_Provided records_.

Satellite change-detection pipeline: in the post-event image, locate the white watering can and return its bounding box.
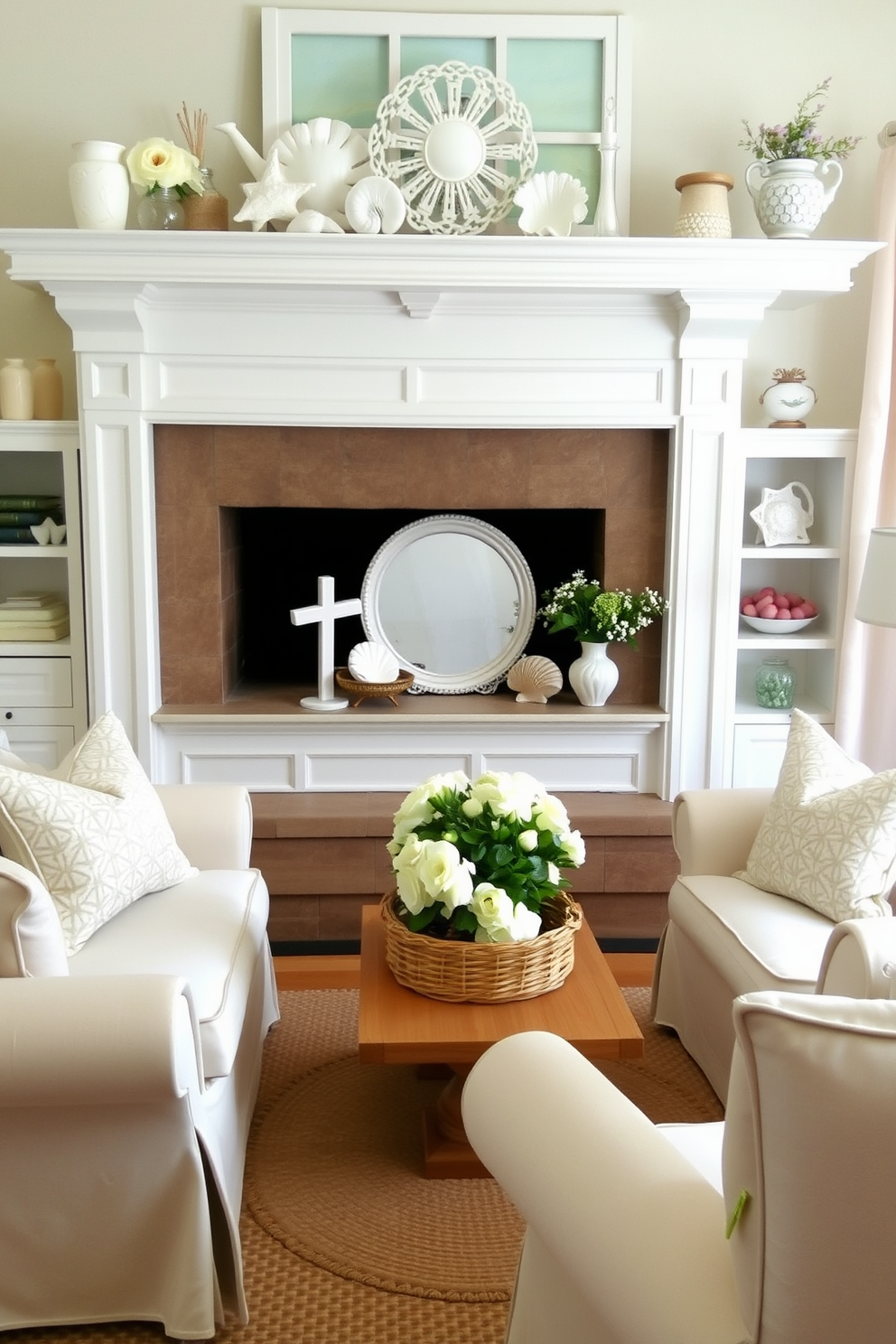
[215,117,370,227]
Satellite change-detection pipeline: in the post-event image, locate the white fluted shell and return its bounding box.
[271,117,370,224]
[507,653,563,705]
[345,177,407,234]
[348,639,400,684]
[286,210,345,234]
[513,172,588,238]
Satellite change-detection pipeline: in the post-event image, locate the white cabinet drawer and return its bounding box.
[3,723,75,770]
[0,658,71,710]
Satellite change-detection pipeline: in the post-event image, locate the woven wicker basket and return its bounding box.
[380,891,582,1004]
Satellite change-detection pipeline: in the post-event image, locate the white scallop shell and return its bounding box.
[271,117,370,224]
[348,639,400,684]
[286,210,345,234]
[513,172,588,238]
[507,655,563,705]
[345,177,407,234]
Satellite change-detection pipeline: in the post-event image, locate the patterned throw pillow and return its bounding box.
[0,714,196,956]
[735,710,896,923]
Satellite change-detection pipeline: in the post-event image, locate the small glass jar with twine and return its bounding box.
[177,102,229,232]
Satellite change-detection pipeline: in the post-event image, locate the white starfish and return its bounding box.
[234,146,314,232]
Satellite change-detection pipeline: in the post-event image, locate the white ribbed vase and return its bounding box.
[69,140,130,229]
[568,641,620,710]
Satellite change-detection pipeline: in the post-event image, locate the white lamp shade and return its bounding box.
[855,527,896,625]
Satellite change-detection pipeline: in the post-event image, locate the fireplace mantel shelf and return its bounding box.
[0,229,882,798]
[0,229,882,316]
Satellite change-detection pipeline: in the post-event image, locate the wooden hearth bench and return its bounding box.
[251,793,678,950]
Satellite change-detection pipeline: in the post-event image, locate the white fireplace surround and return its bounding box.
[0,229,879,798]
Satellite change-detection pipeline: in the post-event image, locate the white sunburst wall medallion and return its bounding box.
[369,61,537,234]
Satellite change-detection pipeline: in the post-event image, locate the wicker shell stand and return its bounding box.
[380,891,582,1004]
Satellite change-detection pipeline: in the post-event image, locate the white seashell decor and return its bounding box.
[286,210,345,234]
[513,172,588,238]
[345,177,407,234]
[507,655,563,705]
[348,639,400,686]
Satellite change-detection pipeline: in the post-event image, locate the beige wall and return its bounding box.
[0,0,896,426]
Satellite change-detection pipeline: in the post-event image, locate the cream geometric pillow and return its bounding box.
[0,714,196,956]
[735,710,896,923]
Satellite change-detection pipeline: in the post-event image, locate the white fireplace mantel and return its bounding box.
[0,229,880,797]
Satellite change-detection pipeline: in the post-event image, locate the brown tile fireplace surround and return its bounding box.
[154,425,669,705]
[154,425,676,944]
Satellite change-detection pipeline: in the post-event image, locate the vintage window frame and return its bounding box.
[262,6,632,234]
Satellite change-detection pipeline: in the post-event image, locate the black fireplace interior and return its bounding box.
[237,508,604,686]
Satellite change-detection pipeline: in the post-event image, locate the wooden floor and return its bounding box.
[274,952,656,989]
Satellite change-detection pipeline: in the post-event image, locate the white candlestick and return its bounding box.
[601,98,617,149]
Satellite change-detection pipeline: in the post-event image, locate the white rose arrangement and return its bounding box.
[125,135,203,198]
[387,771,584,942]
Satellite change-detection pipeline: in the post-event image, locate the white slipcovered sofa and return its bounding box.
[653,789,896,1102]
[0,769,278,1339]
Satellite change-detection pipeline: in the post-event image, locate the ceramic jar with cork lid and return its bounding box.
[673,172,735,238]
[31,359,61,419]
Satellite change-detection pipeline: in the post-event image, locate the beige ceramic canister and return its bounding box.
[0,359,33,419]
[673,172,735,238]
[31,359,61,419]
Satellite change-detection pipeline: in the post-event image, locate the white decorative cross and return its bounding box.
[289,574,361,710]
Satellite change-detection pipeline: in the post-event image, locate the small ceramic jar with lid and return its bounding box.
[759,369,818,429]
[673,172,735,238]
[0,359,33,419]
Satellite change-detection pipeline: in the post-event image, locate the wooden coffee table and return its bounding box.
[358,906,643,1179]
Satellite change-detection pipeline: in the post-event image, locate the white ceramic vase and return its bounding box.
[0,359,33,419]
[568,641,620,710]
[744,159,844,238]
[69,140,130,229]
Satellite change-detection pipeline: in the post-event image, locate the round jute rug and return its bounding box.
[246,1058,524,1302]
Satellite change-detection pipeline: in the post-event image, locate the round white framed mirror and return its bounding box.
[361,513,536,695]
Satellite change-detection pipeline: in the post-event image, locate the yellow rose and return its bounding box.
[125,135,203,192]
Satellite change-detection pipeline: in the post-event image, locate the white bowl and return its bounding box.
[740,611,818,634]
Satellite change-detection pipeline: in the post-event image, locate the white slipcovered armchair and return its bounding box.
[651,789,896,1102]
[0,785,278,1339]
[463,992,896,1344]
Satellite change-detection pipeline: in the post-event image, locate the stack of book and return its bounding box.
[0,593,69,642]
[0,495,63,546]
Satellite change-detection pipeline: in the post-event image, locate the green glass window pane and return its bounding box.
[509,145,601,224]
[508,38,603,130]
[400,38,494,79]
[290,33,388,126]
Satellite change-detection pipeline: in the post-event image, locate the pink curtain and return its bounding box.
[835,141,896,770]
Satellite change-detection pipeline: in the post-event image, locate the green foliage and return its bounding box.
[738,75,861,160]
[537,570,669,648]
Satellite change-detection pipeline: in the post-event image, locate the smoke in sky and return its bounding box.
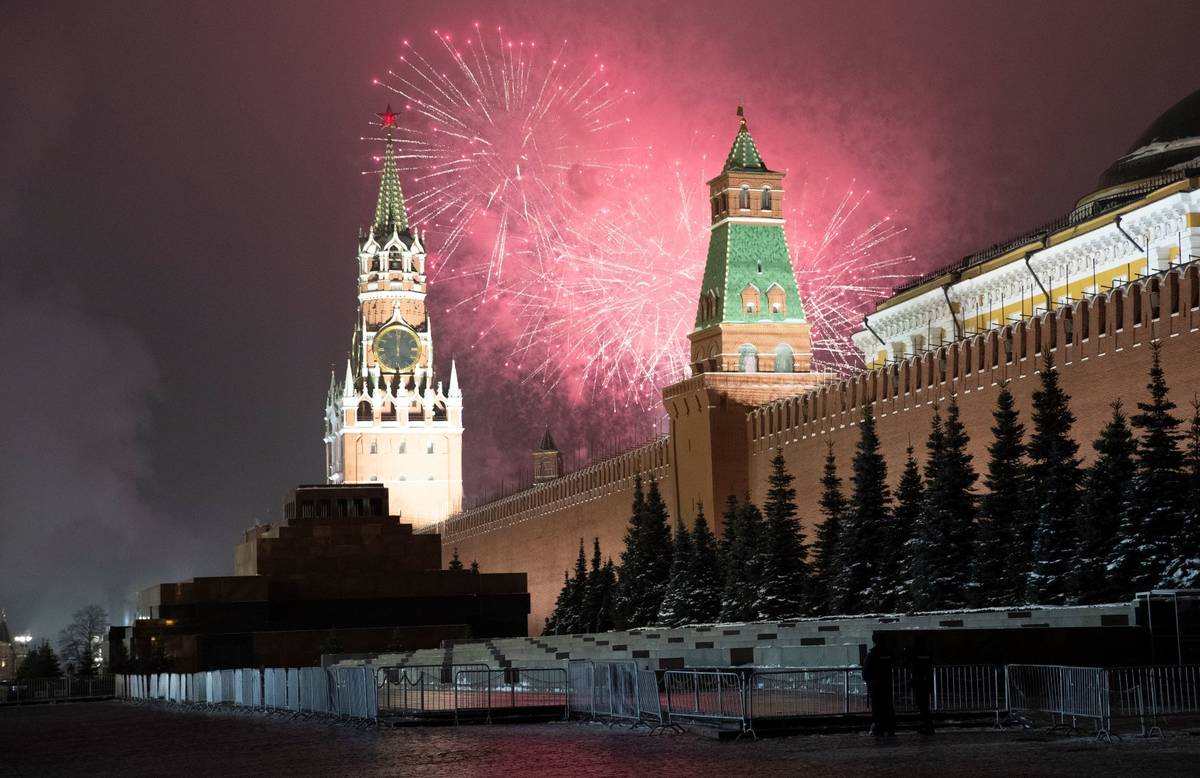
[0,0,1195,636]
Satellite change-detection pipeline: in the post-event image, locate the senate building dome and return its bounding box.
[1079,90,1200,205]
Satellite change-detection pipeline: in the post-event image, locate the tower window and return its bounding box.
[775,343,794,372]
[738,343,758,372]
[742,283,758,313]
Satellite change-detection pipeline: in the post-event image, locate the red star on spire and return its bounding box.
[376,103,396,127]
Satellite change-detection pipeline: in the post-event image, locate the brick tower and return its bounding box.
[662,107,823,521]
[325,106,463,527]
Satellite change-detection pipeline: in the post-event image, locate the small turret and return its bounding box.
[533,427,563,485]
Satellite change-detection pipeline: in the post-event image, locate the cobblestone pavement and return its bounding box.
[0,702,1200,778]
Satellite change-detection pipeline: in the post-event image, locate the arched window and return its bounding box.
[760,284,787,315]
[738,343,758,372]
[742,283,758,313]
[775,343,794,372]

* * *

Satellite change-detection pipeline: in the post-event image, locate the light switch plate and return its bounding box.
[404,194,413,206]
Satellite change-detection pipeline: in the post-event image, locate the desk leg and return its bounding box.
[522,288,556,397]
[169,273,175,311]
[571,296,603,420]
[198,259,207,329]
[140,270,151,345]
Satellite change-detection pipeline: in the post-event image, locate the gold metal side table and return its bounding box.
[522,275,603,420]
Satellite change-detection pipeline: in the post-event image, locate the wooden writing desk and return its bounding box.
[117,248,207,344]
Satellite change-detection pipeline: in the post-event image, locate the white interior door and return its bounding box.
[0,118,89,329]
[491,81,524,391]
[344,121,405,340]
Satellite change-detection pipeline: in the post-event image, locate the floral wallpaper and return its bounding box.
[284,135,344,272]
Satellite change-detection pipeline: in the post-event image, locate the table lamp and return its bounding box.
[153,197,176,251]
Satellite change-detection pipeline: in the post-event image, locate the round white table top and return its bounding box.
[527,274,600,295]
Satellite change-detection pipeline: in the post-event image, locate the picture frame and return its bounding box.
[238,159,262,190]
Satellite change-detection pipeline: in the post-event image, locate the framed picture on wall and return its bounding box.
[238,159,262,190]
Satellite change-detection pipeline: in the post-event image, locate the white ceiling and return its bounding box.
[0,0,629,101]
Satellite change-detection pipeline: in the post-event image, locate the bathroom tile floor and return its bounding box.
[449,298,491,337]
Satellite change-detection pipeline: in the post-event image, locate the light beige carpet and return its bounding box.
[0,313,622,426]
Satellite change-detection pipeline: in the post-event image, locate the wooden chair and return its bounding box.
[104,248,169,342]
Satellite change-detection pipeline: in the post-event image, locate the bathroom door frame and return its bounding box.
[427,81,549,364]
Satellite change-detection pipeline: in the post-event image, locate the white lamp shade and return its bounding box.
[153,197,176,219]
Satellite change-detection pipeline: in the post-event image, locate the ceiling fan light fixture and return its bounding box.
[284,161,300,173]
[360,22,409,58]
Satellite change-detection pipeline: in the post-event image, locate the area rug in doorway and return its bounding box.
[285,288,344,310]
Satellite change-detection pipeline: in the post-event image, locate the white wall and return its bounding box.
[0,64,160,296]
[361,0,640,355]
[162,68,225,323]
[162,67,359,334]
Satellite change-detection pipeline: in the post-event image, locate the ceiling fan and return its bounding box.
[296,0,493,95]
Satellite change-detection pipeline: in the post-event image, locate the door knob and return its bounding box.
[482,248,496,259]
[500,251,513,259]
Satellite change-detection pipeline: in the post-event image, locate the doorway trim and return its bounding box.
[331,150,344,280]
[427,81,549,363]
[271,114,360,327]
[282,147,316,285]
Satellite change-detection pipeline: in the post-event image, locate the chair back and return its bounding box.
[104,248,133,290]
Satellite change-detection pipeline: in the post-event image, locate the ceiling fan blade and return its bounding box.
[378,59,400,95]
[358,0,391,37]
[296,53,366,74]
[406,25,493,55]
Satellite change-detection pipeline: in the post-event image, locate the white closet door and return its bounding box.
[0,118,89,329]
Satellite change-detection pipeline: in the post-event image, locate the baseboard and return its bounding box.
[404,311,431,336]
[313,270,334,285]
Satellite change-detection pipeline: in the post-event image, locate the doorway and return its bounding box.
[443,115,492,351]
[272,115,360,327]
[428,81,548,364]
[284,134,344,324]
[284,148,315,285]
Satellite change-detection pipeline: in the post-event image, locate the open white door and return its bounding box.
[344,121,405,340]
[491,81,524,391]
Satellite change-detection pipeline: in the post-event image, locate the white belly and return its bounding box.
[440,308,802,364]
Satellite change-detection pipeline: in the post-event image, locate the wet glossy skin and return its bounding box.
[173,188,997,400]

==

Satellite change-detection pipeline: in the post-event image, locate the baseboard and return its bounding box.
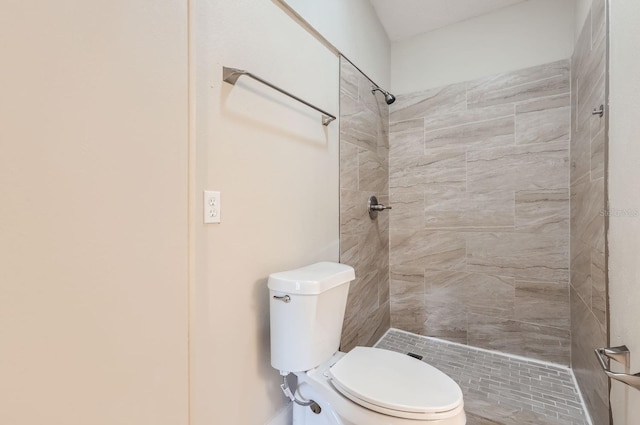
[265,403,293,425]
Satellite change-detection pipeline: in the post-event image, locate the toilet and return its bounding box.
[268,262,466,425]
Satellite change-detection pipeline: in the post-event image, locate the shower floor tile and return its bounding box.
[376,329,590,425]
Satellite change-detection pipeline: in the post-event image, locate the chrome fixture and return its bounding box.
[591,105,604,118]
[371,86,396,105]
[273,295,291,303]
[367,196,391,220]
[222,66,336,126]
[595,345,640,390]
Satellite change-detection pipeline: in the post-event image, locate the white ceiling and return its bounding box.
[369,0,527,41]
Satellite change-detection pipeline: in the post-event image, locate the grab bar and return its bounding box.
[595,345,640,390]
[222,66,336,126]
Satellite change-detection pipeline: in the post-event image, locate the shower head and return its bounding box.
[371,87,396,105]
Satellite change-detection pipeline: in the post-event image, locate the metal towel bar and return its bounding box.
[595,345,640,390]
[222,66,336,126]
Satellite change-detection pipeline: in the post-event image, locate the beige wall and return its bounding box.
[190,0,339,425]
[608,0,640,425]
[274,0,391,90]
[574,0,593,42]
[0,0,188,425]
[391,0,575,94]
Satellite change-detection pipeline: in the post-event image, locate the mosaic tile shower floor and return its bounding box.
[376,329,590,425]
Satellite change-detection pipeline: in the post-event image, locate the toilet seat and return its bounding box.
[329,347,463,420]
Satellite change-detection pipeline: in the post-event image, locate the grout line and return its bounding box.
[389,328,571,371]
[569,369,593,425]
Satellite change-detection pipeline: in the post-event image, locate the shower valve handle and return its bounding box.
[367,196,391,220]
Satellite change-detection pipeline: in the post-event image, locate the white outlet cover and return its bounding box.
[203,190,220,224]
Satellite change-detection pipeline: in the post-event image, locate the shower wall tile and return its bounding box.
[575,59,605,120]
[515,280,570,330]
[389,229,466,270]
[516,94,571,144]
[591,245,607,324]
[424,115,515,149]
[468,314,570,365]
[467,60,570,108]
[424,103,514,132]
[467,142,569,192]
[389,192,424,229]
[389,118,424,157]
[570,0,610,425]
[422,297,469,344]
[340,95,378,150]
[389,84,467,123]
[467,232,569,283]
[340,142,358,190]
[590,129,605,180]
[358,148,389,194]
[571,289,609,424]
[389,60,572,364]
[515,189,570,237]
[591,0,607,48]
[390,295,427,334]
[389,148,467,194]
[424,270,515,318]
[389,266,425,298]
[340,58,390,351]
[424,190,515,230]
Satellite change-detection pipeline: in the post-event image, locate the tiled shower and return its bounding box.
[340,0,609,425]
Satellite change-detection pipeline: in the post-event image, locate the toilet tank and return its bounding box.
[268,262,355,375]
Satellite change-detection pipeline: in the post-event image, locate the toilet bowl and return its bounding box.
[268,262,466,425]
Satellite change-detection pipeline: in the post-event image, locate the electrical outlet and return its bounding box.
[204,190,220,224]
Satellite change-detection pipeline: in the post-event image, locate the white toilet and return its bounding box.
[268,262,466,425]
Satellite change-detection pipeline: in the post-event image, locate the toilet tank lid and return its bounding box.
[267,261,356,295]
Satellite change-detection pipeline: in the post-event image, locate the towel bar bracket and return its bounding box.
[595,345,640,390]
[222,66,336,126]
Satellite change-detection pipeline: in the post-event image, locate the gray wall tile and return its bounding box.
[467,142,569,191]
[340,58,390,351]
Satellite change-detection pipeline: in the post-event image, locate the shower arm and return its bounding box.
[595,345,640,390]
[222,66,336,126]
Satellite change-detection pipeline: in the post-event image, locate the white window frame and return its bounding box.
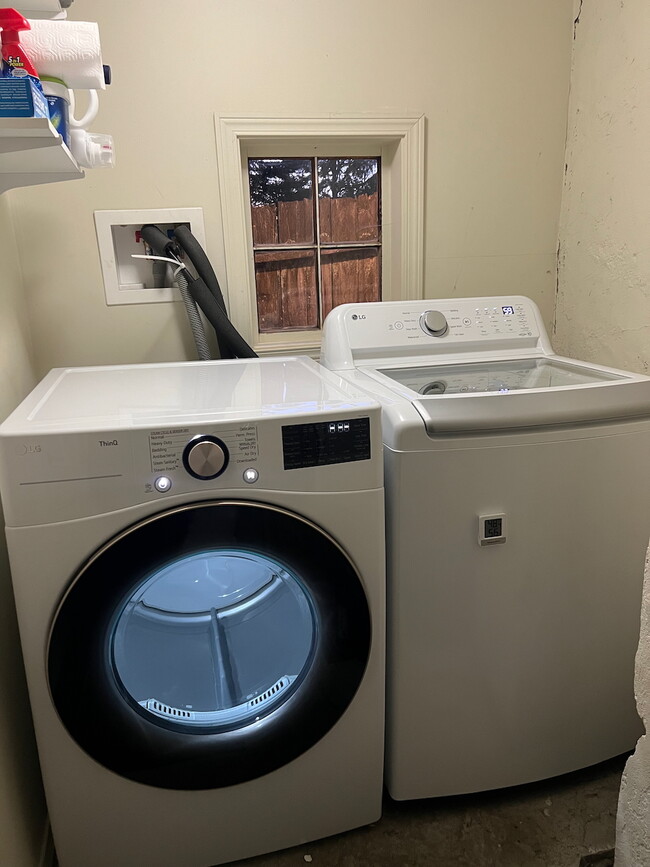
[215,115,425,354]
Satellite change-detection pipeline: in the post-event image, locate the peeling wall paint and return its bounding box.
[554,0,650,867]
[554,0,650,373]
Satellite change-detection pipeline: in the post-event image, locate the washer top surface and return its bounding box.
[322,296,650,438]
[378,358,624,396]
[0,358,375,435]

_Objective_. Recast everything from the line containing "chrome fixture and return its bounding box." down to the line containing "[329,347,463,420]" as a Markdown table with columns headed Row and Line. Number each row, put one line per row, and leave out blank lines.

_Task answer_.
| Row | Line |
|---|---|
| 1 | Satellite change-detection pipeline: in the post-event image, locate the chrome fixture and return its bounding box. |
| 2 | [591,105,604,118] |
| 3 | [371,86,396,105] |
| 4 | [273,295,291,303] |
| 5 | [367,196,391,220] |
| 6 | [222,66,336,126] |
| 7 | [595,345,640,390] |
| 8 | Satellite change-detection pipeline: in the post-event image, locate the white ceiling and return its bounding box. |
| 9 | [369,0,527,41] |
| 10 | Satellite change-detection pipeline: in the post-event image, locate the grab bar and return its bounding box. |
| 11 | [595,345,640,390] |
| 12 | [222,66,336,126] |
| 13 | Satellite change-detection pipeline: in the post-event image, locate the shower head and return its bounding box. |
| 14 | [371,87,396,105] |
| 15 | Satellite change-detection pipeline: in the post-event image, locate the metal towel bar and return its bounding box. |
| 16 | [595,345,640,390] |
| 17 | [222,66,336,126] |
| 18 | Satellite change-detection pipeline: in the post-event image, locate the beige wall and return its bounding box. |
| 19 | [190,0,339,425] |
| 20 | [608,0,640,425] |
| 21 | [274,0,391,90] |
| 22 | [574,0,593,42] |
| 23 | [0,0,188,425] |
| 24 | [391,0,575,94] |
| 25 | Satellite change-detection pipeline: in the post-event image, locate the mosaic tile shower floor and return its bounding box. |
| 26 | [376,329,590,425] |
| 27 | Satellite change-detection pipeline: in the post-event image, locate the toilet seat and return its bounding box. |
| 28 | [329,347,463,420] |